Entre temps, le chef de la police catalane et deux responsables des deux grandes associations favorables au référendum, Omnium et ANC (Assemblée nationale catalane) sont convoqués à Madrid. Ces derniers, Jordi Sanchez et Jordi Cuixart, sont incarcérés le 16 octobre pour « sédition » et risquent 15 ans de prison pour s’être opposés à l’intervention des forces de l’ordre le jour du référendum. Dernier acte depuis la proclamation d’une République catalane par le parlement, le procureur général de l’État espagnol annonce la poursuite pour rébellion du président de l’exécutif catalan et des membres de son gouvernement. Ils encourent des peines de 15 à 30 ans de prison et sont convoqués jeudi 2 et vendredi 3 novembre par une juge de la Audencia Nacional en vue de leur inculpation. La présidente du parlement catalan, Carme Forcadell, y est convoquée également.

# # #

# SÉRIE D'EXERCICES
A) Recopiez le passage du texte sur la crise catalane compris entre « Entre temps, le » et « est convoquée également. », ces deux segments inclus.
B) D'après le texte sur la crise catalane, pour quel motif Jordi Sanchez et Jordi Cuixart sont-ils incarcérés le 16 octobre ?
C) Prolongez le texte sur la crise catalane en poursuivant après sa dernière phrase.

# Entrées de pointage d'objets nommés
# # #

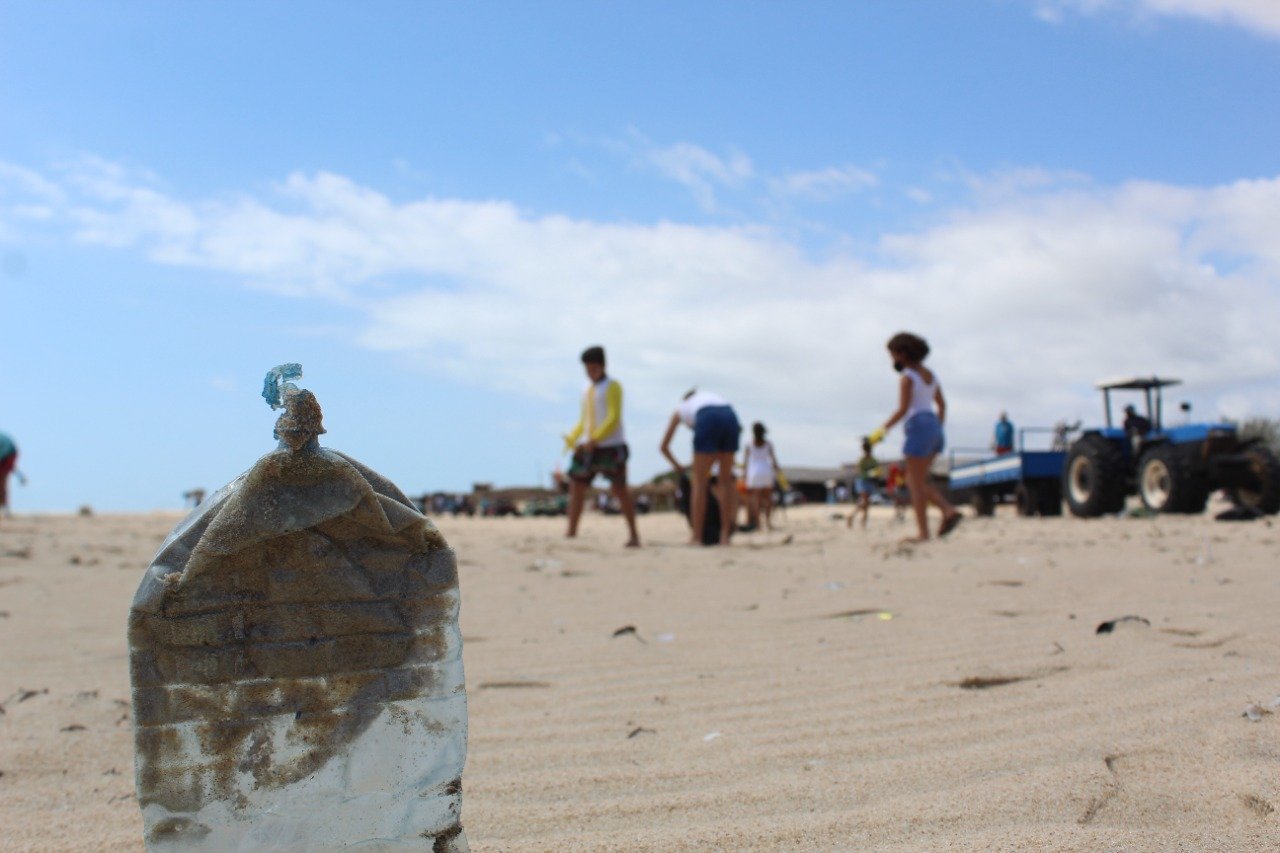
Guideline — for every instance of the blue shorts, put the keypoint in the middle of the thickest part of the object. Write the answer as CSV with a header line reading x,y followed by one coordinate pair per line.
x,y
923,436
716,430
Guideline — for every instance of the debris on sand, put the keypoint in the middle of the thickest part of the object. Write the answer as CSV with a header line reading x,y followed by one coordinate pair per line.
x,y
629,629
1253,712
1110,625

# # #

# CORRIGÉ DES EXERCICES
A)
Entre temps, le chef de la police catalane et deux responsables des deux grandes associations favorables au référendum, Omnium et ANC (Assemblée nationale catalane) sont convoqués à Madrid. Ces derniers, Jordi Sanchez et Jordi Cuixart, sont incarcérés le 16 octobre pour « sédition » et risquent 15 ans de prison pour s’être opposés à l’intervention des forces de l’ordre le jour du référendum. Dernier acte depuis la proclamation d’une République catalane par le parlement, le procureur général de l’État espagnol annonce la poursuite pour rébellion du président de l’exécutif catalan et des membres de son gouvernement. Ils encourent des peines de 15 à 30 ans de prison et sont convoqués jeudi 2 et vendredi 3 novembre par une juge de la Audencia Nacional en vue de leur inculpation. La présidente du parlement catalan, Carme Forcadell, y est convoquée également.

B) Ils sont incarcérés pour « sédition ».

C)
Retour aux urnes le 21 décembre

Une partie de l’initiative répressive est à la charge des tribunaux, permettant au Premier ministre espagnol de se retrancher derrière le droit et la loi. Il affiche même une utilisation modérée de l’article 155 avec le soutien du PSOE et de Ciudadanos. Malgré son intransigeance depuis le début de la crise, Mariano Rajoy n’a suspendu l’autonomie de la Catalogne que pour le temps minimum de 55 jours, avant l’organisation de nouvelles élections en Catalogne le 21 décembre.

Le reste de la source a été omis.